**Dataset entries:**

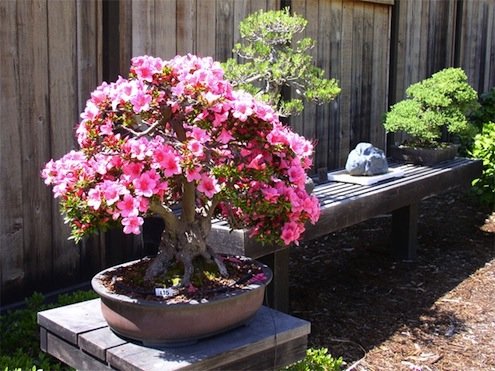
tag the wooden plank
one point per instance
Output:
(490, 54)
(309, 113)
(186, 27)
(71, 355)
(322, 118)
(384, 2)
(298, 7)
(206, 28)
(380, 75)
(142, 27)
(241, 11)
(70, 321)
(165, 24)
(224, 40)
(346, 77)
(398, 194)
(267, 328)
(11, 195)
(98, 341)
(125, 36)
(273, 359)
(367, 67)
(335, 71)
(65, 105)
(34, 127)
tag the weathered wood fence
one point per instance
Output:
(54, 53)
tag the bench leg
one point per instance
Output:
(404, 232)
(278, 290)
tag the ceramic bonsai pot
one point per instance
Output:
(423, 156)
(161, 323)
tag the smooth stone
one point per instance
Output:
(366, 159)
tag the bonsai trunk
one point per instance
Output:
(183, 239)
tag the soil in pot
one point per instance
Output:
(207, 283)
(210, 305)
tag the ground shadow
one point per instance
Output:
(355, 294)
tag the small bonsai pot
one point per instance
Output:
(423, 156)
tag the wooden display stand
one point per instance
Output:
(79, 336)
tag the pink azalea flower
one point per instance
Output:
(291, 232)
(170, 164)
(208, 185)
(94, 198)
(193, 174)
(141, 102)
(195, 147)
(225, 137)
(132, 224)
(144, 185)
(128, 206)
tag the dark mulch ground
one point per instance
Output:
(437, 313)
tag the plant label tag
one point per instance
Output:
(165, 292)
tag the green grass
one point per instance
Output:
(20, 343)
(19, 339)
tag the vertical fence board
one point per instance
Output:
(205, 28)
(334, 70)
(89, 47)
(11, 194)
(165, 45)
(224, 40)
(186, 27)
(323, 112)
(346, 83)
(476, 55)
(380, 76)
(63, 89)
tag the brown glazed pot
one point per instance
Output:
(423, 156)
(159, 323)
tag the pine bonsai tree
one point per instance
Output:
(440, 102)
(274, 59)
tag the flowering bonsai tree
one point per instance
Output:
(174, 135)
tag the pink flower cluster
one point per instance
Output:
(178, 121)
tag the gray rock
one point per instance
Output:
(366, 159)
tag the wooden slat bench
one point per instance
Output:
(78, 335)
(343, 205)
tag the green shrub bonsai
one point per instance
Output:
(274, 59)
(484, 149)
(438, 103)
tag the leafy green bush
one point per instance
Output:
(317, 360)
(274, 59)
(438, 103)
(484, 149)
(486, 111)
(19, 340)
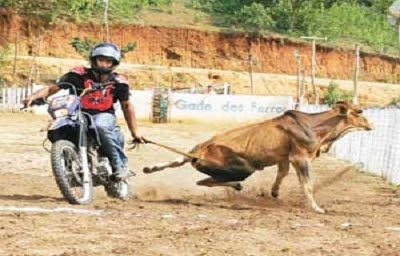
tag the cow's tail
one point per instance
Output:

**Exercise aim:** The records above need to be copied exactly, though not their pictures.

**Answer to the exercise:**
tag the wooden plank
one point per instance
Output:
(490, 54)
(309, 113)
(186, 27)
(71, 355)
(322, 118)
(384, 2)
(298, 7)
(206, 28)
(380, 75)
(142, 27)
(241, 11)
(70, 321)
(165, 24)
(224, 40)
(346, 77)
(398, 194)
(267, 328)
(11, 195)
(98, 341)
(125, 36)
(273, 359)
(367, 67)
(335, 71)
(65, 105)
(34, 127)
tag the weathered wood fence
one point per instance
Output:
(54, 53)
tag the bench leg
one point per instance
Output:
(404, 232)
(278, 290)
tag the ceramic bonsai pot
one point per instance
Output:
(423, 156)
(161, 323)
tag the smooth stone
one point per instance
Output:
(366, 159)
tag the bonsai trunk
one point per instance
Output:
(183, 239)
tag the soil in pot
one point per instance
Output:
(207, 283)
(210, 305)
tag the ground shadow
one point per instance
Output:
(355, 294)
tag the small bonsai pot
one point per instance
Output:
(423, 156)
tag the wooden display stand
one point per instance
Output:
(79, 336)
tag the pink azalea flower
one point per instance
Output:
(291, 232)
(170, 164)
(208, 185)
(94, 198)
(193, 174)
(141, 102)
(195, 147)
(225, 137)
(132, 224)
(144, 185)
(128, 206)
tag the dark mulch ground
one point per instance
Output:
(437, 313)
tag the plant label tag
one point per instance
Output:
(165, 292)
tag the green grass
one point per instance
Output:
(20, 343)
(19, 339)
tag the vertical fence board
one point per instance
Output:
(205, 28)
(334, 70)
(89, 47)
(11, 194)
(165, 45)
(224, 40)
(186, 27)
(323, 112)
(346, 83)
(476, 55)
(380, 76)
(63, 89)
tag the brown glazed pot
one point per instance
Output:
(423, 156)
(159, 323)
tag the pine bonsai tree
one point per instance
Output:
(440, 102)
(274, 59)
tag the flowering bonsai tree
one point per instance
Output:
(174, 135)
tag the pink flower cluster
one point per instance
Output:
(178, 121)
tag the gray rock
one point per instance
Output:
(366, 159)
tag the wooden slat bench
one point per instance
Output:
(78, 335)
(343, 205)
tag the green shrub bonsai
one point per instance
Output:
(274, 59)
(484, 149)
(438, 103)
tag the leafy green bush
one point per instance
Output:
(317, 360)
(274, 59)
(438, 103)
(484, 149)
(486, 111)
(19, 340)
tag the cow's tail
one point per instance
Output:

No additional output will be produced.